### EXERCISE OBJECTIVE
Exactly the lines from the line that has "Can you see the horse's head" through the final line below are to be retyped, and the pictures are not.

### AVAILABLE RECORDS
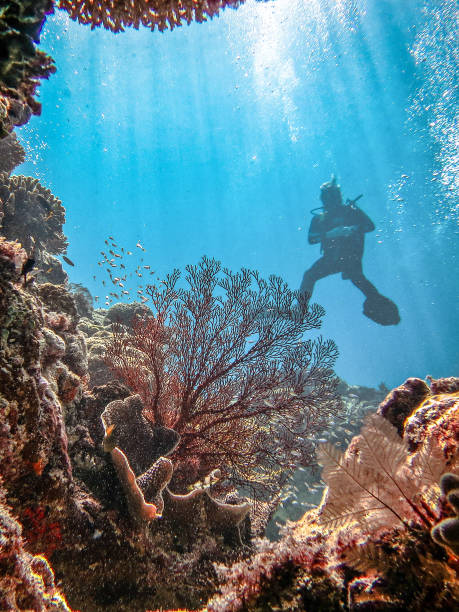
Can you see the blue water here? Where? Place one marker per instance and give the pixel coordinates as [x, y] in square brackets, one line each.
[214, 139]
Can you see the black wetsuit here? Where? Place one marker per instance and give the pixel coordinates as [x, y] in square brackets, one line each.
[342, 253]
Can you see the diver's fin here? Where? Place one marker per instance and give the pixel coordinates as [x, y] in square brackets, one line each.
[381, 310]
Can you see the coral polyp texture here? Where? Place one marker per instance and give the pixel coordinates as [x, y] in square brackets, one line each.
[446, 532]
[26, 581]
[223, 362]
[31, 214]
[368, 546]
[118, 14]
[21, 64]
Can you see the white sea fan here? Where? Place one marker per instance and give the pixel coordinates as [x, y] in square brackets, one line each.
[378, 481]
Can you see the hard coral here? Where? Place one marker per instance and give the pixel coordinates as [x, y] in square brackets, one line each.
[152, 14]
[31, 214]
[11, 153]
[26, 581]
[446, 533]
[21, 64]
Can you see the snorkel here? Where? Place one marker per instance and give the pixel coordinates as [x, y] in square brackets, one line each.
[330, 194]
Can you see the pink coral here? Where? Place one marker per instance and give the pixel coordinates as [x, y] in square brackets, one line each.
[153, 14]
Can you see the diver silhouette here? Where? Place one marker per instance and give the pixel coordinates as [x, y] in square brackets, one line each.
[340, 229]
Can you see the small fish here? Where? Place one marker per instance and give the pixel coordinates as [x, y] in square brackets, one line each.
[37, 467]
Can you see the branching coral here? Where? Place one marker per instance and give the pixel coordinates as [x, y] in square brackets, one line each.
[152, 14]
[223, 363]
[21, 64]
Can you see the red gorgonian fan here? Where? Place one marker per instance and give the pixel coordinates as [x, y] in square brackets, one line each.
[224, 363]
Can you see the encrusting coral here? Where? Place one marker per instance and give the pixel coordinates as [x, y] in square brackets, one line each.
[446, 533]
[26, 581]
[152, 14]
[380, 554]
[11, 153]
[21, 64]
[31, 214]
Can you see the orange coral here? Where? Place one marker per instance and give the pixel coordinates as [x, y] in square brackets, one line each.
[116, 14]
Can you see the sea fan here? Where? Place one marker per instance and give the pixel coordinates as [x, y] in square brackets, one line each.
[377, 478]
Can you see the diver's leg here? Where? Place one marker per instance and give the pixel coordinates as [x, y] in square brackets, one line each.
[321, 268]
[362, 283]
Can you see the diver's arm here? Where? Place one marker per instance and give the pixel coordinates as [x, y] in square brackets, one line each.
[315, 234]
[363, 222]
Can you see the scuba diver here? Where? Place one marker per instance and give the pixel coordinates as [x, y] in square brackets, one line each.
[340, 229]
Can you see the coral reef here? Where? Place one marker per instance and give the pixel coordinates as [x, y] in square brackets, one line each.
[153, 14]
[231, 374]
[31, 214]
[11, 153]
[446, 533]
[368, 561]
[21, 64]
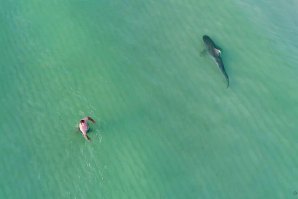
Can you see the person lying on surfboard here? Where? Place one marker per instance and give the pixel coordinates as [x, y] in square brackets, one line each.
[84, 127]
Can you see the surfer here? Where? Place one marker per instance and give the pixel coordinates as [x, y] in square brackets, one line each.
[83, 126]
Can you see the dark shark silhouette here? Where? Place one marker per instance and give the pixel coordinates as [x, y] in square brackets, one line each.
[215, 52]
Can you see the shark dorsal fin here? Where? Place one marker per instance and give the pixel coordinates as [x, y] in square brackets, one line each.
[217, 51]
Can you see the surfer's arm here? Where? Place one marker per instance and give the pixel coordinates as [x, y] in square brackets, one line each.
[86, 137]
[92, 120]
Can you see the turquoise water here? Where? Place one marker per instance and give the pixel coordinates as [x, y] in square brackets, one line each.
[167, 127]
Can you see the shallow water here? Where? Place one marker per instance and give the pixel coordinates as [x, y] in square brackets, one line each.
[167, 127]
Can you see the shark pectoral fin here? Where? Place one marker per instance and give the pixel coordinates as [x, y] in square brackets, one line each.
[204, 52]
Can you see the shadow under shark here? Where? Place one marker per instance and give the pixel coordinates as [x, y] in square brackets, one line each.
[215, 52]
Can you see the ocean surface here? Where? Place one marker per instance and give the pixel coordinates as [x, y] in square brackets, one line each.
[166, 125]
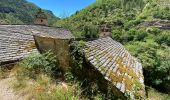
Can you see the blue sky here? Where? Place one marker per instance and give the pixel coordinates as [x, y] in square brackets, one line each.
[60, 7]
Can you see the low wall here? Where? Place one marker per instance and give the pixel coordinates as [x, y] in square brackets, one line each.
[60, 47]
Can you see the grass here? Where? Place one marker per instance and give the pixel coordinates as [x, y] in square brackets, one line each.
[4, 72]
[44, 87]
[156, 95]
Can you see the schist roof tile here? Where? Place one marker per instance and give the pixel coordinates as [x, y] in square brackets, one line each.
[116, 64]
[16, 41]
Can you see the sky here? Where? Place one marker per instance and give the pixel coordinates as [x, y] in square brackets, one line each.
[62, 7]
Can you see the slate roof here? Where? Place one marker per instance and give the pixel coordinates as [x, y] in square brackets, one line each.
[116, 64]
[16, 41]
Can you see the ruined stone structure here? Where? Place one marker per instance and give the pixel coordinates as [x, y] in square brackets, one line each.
[117, 66]
[41, 18]
[105, 55]
[16, 41]
[59, 46]
[105, 30]
[161, 24]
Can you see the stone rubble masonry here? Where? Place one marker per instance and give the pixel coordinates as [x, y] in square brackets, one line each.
[117, 66]
[16, 41]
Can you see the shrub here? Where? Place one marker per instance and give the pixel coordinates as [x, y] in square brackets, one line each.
[164, 38]
[3, 72]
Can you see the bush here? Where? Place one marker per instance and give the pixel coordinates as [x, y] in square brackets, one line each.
[163, 38]
[156, 62]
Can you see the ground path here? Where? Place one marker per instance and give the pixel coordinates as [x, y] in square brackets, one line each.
[6, 91]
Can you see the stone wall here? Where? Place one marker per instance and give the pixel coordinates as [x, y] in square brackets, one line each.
[60, 47]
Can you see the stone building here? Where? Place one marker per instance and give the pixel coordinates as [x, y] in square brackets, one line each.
[107, 58]
[41, 18]
[105, 30]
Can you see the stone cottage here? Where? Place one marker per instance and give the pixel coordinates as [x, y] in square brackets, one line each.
[106, 56]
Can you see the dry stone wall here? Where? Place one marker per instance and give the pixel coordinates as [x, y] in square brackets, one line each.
[16, 41]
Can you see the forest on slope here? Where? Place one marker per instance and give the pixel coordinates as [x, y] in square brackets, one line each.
[21, 12]
[150, 45]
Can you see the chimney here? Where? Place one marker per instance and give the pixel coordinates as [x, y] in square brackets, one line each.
[41, 18]
[105, 30]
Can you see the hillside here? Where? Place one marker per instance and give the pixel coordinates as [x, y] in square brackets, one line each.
[149, 44]
[20, 12]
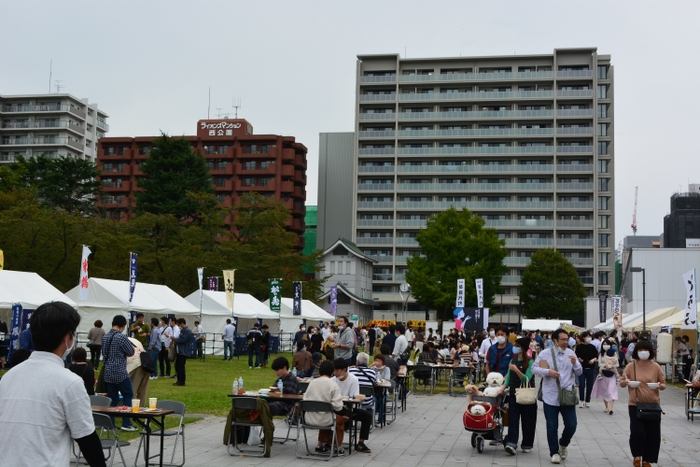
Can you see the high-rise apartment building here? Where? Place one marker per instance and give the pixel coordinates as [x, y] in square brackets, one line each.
[50, 124]
[526, 142]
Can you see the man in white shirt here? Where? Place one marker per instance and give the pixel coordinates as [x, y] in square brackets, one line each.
[401, 344]
[43, 406]
[566, 366]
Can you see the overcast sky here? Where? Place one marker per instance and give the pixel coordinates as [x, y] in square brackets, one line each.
[150, 64]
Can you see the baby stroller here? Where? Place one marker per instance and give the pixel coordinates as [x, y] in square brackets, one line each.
[489, 426]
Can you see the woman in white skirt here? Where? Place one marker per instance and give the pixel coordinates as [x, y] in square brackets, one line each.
[605, 386]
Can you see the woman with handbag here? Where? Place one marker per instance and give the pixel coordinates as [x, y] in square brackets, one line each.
[523, 398]
[605, 386]
[645, 378]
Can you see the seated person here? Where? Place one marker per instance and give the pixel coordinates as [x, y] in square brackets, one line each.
[325, 390]
[83, 369]
[350, 387]
[290, 386]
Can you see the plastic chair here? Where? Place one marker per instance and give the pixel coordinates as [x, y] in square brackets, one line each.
[315, 407]
[458, 377]
[247, 403]
[426, 374]
[103, 423]
[178, 409]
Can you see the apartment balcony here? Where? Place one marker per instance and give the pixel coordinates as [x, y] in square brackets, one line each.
[475, 96]
[375, 187]
[477, 115]
[578, 242]
[474, 187]
[375, 223]
[451, 169]
[377, 134]
[575, 168]
[520, 223]
[378, 97]
[376, 169]
[508, 76]
[542, 242]
[548, 150]
[375, 240]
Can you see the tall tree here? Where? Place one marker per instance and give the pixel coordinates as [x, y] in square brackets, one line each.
[173, 171]
[550, 287]
[455, 245]
[64, 183]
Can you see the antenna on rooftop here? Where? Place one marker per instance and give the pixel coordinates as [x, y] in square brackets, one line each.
[236, 105]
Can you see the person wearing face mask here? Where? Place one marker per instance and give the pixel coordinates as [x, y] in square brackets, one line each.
[605, 386]
[588, 357]
[43, 407]
[116, 347]
[520, 371]
[645, 435]
[499, 355]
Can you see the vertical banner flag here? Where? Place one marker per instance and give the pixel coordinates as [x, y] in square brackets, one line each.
[229, 278]
[133, 271]
[84, 282]
[691, 308]
[15, 327]
[602, 303]
[275, 294]
[296, 286]
[480, 292]
[460, 294]
[334, 299]
[616, 308]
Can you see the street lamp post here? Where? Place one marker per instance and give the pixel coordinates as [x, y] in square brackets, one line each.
[644, 296]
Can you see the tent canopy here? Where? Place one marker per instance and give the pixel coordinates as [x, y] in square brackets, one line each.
[29, 289]
[547, 325]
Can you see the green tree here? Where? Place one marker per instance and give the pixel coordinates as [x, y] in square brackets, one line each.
[173, 173]
[455, 245]
[550, 287]
[64, 183]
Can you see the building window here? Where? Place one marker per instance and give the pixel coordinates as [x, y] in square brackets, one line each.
[603, 240]
[603, 166]
[602, 91]
[602, 111]
[602, 147]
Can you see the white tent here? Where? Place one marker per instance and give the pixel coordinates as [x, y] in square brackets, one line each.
[546, 325]
[109, 297]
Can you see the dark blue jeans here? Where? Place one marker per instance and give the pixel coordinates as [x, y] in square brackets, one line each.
[127, 390]
[585, 385]
[568, 415]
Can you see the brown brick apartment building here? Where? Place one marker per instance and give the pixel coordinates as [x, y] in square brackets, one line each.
[238, 160]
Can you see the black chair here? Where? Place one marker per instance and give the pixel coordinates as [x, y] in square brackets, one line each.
[247, 403]
[315, 407]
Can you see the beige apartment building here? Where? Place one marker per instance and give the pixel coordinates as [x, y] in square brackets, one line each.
[524, 141]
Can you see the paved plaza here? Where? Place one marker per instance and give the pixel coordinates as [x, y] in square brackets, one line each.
[430, 433]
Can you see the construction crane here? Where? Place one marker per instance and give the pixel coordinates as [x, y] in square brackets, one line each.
[634, 214]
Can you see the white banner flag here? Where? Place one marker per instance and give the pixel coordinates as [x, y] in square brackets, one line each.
[480, 292]
[84, 279]
[691, 309]
[460, 293]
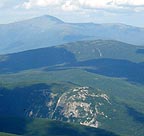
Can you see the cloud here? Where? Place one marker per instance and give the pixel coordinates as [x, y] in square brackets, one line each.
[71, 5]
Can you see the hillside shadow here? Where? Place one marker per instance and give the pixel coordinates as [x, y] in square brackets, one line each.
[137, 116]
[133, 72]
[18, 101]
[141, 51]
[36, 59]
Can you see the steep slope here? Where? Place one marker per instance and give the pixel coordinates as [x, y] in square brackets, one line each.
[94, 83]
[45, 127]
[47, 31]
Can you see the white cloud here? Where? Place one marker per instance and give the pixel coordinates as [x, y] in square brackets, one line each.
[88, 4]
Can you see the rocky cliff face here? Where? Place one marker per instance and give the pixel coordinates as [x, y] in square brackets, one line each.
[82, 105]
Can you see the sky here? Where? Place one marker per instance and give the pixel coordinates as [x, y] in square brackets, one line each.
[129, 12]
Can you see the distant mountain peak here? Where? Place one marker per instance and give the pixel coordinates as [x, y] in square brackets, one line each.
[49, 18]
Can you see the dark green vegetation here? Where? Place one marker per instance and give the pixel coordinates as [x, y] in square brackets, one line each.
[52, 83]
[45, 127]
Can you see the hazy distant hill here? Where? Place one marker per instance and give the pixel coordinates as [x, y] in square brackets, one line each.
[47, 31]
[95, 83]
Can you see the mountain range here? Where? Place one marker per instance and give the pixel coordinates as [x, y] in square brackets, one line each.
[45, 31]
[98, 84]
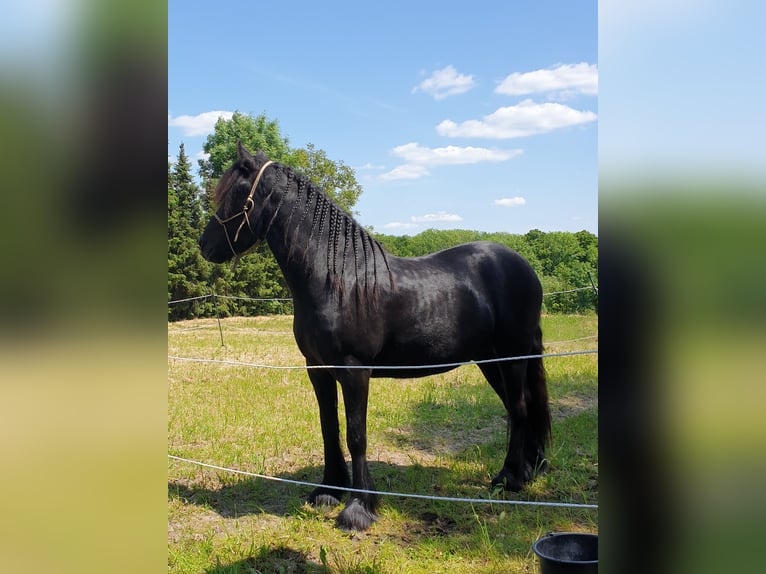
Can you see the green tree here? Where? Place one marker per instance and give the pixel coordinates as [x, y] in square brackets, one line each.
[257, 275]
[335, 178]
[187, 269]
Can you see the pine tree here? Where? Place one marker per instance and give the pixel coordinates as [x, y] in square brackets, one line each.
[188, 272]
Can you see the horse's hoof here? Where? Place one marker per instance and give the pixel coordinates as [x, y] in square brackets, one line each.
[325, 497]
[355, 517]
[508, 481]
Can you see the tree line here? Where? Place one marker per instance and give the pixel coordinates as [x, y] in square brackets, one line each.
[562, 260]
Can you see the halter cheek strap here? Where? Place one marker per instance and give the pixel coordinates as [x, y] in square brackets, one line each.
[249, 204]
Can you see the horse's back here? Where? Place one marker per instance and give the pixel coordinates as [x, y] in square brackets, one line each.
[454, 304]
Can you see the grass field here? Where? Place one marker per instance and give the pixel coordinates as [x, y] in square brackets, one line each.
[442, 435]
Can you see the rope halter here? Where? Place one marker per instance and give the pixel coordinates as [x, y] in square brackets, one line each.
[249, 204]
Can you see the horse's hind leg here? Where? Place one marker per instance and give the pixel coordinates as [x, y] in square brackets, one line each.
[335, 470]
[359, 513]
[507, 379]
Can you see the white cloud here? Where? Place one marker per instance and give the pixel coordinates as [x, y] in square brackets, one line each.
[434, 217]
[419, 158]
[578, 78]
[406, 171]
[523, 119]
[369, 166]
[452, 155]
[511, 201]
[445, 82]
[199, 125]
[399, 225]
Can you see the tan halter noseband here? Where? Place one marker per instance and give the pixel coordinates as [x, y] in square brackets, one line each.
[249, 204]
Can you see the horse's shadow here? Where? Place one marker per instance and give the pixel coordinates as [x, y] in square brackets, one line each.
[279, 559]
[247, 496]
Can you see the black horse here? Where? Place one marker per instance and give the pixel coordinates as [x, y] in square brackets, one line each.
[357, 305]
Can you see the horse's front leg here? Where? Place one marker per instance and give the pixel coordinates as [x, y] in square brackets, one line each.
[359, 513]
[335, 470]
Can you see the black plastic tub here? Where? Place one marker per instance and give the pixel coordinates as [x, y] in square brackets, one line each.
[567, 553]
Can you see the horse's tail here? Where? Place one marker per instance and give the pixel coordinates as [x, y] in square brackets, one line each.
[538, 410]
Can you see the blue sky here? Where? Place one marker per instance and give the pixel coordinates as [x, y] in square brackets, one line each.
[480, 115]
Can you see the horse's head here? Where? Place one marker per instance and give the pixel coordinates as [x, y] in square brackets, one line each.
[235, 226]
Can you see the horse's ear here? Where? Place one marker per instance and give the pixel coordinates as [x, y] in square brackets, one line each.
[242, 153]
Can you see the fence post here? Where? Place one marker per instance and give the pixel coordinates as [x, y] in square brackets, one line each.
[218, 313]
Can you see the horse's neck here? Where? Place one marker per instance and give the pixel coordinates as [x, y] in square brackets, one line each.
[288, 237]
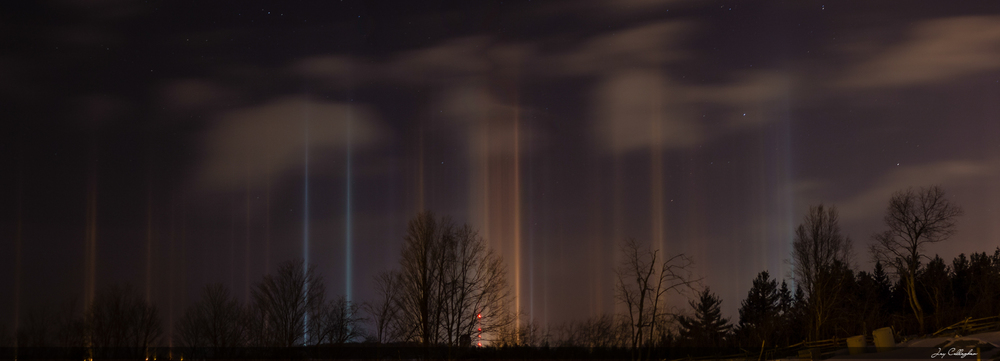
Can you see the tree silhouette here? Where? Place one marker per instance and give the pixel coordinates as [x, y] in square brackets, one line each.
[121, 323]
[450, 283]
[817, 247]
[217, 320]
[935, 280]
[707, 328]
[281, 304]
[384, 312]
[337, 322]
[645, 297]
[915, 218]
[761, 313]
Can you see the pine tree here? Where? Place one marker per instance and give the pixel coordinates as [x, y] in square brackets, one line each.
[759, 312]
[707, 328]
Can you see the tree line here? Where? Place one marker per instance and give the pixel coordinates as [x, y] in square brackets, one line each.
[450, 289]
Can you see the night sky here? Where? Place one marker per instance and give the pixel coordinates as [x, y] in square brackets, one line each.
[170, 144]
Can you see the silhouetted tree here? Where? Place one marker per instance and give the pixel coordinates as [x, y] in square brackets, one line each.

### ANSWER TO THIS PROBLEM
Can you see the horse's head here? Where? Place one marker per instance and give the pixel coordinates as [x, y] in square brackets, one line each.
[235, 226]
Can you see the horse's ear here? Where? Place one marker per instance and give the pixel coordinates as [x, y] in square brackets, one line each.
[242, 153]
Can you see the fence post here? Where? Place one marker per instance and give the pixel coordinates as [x, y] in square brackets, one line each.
[218, 313]
Can you see the horse's neck here? Where? Place one marker per instance and give the pixel coordinates as [x, y] in square brackets, one line each.
[288, 237]
Can you see the tree silhouette here? Where? Place one marker per instance and give the pixel coordinates as [x, y] in square brackets, one line each.
[121, 323]
[450, 283]
[817, 247]
[217, 320]
[935, 280]
[707, 328]
[281, 304]
[384, 312]
[337, 322]
[645, 297]
[915, 218]
[761, 313]
Can you see the pine tree here? Where? Place one marker per instance and give the pixel coordinates as [x, y] in square brackets, one line each.
[759, 312]
[707, 328]
Can you see the tree line here? Where? Place one marker per instance and give the pixel coordinates as [x, y] in square brackets, one line each.
[450, 289]
Can you see the night sky here? Where? Place one marker per instance and give the pixel coordinates as [x, y] in square brackets, one line each.
[170, 144]
Can you see the silhouetted tree here? Where? Place one marker per instance and give the pixel coordinates as [x, y] in square brackets, one line each.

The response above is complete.